* [WHAT YOU ARE ASKED TO DO]: Would you show every line from the records that holds "white"?

Top of MATERIAL PROVIDED

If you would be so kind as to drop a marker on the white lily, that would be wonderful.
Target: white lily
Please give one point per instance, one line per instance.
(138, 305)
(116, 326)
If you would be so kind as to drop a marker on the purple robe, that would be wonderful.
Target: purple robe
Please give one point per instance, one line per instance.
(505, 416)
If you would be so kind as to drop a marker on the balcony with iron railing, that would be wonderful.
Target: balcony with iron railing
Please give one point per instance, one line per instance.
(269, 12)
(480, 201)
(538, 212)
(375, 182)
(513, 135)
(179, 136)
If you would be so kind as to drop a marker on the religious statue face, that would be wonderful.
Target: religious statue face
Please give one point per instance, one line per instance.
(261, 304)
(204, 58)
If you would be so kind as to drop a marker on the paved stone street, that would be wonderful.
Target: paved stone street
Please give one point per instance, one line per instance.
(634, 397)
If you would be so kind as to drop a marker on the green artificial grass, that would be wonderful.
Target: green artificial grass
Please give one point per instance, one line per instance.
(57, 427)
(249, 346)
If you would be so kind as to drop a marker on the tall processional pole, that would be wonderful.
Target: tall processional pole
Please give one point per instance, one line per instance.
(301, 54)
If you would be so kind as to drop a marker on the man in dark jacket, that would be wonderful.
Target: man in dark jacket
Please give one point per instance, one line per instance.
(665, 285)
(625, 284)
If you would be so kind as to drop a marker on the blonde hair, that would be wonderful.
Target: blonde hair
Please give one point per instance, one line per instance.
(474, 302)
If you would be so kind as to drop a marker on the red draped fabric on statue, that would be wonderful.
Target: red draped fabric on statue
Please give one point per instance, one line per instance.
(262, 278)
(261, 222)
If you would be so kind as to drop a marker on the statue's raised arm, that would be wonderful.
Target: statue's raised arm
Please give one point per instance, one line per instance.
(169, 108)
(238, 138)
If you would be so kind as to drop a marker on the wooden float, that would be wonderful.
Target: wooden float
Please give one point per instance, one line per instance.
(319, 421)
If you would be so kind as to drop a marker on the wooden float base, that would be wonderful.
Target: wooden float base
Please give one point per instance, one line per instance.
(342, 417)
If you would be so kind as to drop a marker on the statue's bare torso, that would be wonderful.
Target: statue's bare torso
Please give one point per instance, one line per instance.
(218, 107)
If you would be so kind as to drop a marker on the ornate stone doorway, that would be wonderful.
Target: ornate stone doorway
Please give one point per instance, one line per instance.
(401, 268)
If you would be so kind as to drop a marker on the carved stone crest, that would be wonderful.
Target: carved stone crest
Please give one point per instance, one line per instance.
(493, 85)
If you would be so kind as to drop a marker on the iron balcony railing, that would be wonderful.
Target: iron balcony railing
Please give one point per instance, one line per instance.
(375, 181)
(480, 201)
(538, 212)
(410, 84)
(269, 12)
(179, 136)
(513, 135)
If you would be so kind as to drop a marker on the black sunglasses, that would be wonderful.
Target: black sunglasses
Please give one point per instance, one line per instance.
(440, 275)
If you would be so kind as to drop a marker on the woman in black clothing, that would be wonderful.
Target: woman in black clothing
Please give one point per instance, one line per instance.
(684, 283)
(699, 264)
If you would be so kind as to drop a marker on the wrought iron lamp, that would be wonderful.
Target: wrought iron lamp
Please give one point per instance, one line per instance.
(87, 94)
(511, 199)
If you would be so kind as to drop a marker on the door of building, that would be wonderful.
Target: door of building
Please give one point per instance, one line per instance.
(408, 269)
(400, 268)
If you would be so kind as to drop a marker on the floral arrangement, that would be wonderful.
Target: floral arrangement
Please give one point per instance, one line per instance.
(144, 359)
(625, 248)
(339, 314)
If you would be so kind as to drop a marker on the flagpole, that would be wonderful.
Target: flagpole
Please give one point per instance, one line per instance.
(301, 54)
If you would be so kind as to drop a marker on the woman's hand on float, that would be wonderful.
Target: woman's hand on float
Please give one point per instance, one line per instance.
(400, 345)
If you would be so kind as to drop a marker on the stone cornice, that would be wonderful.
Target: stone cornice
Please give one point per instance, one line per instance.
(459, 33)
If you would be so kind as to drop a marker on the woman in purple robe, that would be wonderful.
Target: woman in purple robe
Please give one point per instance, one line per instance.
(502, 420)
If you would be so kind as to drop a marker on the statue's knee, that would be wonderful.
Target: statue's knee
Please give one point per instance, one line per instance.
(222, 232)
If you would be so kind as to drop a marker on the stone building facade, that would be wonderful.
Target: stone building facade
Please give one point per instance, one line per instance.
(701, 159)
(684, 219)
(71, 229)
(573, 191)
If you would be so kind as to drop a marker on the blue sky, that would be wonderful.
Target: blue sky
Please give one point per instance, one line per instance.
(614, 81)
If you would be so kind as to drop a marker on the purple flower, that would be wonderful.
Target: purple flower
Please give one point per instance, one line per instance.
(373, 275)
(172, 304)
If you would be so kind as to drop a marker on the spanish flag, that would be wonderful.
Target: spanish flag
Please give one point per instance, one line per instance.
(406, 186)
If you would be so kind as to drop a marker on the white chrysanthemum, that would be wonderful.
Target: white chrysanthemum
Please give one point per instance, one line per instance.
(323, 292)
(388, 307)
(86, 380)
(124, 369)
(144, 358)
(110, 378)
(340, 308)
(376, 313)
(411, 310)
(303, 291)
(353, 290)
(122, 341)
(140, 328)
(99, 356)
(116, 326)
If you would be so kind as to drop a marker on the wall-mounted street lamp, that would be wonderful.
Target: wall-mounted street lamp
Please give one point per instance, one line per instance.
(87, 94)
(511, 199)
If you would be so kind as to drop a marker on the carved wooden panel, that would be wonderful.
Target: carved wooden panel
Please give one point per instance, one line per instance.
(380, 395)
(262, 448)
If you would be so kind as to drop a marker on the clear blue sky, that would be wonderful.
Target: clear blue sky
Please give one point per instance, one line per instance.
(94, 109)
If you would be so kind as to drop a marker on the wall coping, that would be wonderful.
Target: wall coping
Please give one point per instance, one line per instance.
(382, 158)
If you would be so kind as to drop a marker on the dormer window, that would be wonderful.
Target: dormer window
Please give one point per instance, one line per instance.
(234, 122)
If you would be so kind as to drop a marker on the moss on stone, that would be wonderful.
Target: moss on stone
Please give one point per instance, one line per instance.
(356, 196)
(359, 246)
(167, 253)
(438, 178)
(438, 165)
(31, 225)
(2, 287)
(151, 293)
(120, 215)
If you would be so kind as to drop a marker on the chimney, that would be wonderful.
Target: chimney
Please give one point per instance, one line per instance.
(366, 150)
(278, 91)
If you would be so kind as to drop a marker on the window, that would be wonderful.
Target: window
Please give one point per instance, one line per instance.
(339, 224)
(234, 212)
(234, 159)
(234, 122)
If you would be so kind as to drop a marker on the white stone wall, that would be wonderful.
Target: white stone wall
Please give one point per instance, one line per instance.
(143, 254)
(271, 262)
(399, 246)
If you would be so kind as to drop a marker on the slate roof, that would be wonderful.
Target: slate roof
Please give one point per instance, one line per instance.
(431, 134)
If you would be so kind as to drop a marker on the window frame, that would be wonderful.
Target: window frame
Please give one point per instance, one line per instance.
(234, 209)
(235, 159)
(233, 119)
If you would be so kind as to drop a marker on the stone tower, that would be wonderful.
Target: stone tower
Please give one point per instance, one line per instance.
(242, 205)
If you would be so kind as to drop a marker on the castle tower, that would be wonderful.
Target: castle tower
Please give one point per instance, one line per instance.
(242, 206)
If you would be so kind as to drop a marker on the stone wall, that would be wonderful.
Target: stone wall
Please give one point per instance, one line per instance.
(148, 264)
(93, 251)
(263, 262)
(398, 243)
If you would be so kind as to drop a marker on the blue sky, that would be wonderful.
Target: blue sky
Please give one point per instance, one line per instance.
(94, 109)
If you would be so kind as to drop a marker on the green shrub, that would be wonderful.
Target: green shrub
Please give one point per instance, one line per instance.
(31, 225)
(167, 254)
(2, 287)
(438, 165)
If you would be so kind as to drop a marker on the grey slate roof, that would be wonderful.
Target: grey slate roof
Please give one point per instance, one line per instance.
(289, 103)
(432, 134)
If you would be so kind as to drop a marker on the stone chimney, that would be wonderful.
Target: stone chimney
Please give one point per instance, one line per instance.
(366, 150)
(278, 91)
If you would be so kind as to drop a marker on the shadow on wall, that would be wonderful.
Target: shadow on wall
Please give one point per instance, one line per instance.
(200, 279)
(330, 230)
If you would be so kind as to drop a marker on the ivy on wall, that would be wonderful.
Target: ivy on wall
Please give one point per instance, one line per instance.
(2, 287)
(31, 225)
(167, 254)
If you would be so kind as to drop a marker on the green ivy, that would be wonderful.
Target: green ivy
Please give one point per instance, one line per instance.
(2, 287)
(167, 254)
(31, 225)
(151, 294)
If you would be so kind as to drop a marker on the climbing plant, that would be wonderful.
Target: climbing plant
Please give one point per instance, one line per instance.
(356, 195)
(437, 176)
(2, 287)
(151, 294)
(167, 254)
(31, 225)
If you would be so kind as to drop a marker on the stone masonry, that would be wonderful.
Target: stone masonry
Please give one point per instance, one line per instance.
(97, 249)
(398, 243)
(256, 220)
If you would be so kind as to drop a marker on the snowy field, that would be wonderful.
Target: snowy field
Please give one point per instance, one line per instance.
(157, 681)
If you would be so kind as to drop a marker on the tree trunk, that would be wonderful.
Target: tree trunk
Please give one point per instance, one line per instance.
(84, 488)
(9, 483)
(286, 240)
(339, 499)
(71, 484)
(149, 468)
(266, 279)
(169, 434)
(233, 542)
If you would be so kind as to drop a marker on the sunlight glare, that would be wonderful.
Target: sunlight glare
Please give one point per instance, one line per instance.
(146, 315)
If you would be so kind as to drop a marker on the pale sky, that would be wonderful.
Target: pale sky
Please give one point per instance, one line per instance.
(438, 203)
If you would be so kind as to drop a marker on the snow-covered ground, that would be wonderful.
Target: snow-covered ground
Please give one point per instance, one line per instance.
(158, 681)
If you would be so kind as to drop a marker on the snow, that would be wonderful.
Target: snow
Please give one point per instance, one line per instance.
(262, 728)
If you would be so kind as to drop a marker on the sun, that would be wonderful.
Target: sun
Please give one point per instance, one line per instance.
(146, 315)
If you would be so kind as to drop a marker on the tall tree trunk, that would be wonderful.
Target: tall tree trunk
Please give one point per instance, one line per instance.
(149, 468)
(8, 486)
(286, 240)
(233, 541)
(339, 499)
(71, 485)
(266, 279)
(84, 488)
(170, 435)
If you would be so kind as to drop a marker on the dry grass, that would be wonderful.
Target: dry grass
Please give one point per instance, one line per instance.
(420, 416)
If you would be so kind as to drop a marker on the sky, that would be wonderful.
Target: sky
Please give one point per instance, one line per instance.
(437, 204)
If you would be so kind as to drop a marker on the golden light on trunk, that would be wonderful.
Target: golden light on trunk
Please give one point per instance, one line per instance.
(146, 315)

Bottom of MATERIAL PROVIDED

* [RESPONSE TO THE TASK]:
If you would be so kind as to drop a marker on the white lily, that would be wonderful.
Target: white lily
If you would be so kind as to drop a marker on the white chrysanthemum, that would be wonderful.
Target: white chrysanthemum
If you would be so kind as to drop a marker on the white stone wall, that would be wonderful.
Target: white stone wall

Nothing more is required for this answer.